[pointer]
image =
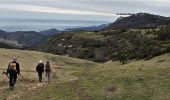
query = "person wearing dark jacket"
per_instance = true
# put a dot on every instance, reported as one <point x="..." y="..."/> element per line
<point x="13" y="69"/>
<point x="47" y="71"/>
<point x="40" y="70"/>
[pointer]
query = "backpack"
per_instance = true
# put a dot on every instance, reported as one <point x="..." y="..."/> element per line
<point x="47" y="68"/>
<point x="12" y="67"/>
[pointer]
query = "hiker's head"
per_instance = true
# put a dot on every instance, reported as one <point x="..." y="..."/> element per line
<point x="40" y="61"/>
<point x="14" y="59"/>
<point x="48" y="62"/>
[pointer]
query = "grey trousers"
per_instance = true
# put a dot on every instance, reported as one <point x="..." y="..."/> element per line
<point x="47" y="76"/>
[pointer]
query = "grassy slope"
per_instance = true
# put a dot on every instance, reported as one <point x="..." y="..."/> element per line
<point x="137" y="80"/>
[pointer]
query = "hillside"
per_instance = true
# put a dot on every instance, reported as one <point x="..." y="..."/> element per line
<point x="110" y="44"/>
<point x="83" y="80"/>
<point x="140" y="20"/>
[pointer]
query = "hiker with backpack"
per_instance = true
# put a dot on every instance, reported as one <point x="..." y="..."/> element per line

-*-*-

EXERCISE DESCRIPTION: Taking the material above one line at a time, count the lines that include "hiker" as a word or string, and give only that number.

WRITTEN SOLUTION: 2